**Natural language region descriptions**
:::

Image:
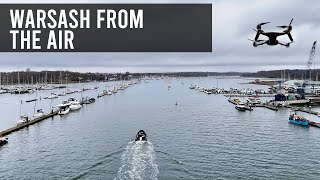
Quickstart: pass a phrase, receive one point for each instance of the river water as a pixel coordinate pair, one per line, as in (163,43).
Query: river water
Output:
(203,137)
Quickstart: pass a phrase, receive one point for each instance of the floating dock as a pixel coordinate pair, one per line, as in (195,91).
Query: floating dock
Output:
(30,122)
(270,106)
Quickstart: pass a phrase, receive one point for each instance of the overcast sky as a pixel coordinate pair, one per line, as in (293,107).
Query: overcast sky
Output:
(233,21)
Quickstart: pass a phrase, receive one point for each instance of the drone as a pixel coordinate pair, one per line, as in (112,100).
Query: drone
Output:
(272,41)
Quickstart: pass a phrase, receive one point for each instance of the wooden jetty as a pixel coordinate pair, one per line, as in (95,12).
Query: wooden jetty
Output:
(307,111)
(30,122)
(314,124)
(233,101)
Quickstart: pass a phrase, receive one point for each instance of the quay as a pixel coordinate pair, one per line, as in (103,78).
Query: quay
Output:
(249,95)
(32,121)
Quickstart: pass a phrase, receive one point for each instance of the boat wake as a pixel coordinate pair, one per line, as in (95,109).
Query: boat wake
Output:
(138,161)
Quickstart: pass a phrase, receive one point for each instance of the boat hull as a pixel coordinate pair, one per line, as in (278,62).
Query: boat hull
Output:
(302,123)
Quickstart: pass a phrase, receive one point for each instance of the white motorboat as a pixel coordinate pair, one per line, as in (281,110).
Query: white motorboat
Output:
(23,120)
(39,113)
(253,100)
(62,94)
(64,103)
(64,110)
(75,106)
(109,93)
(52,96)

:::

Look through the entries above; copy every line holding the string "wooden".

**COMPLETED TASK**
Quickstart: pass a phrase, receive one point for each instance of the wooden jetty as a pixel coordinate pair, one per line, as in (95,12).
Query: wooden jetty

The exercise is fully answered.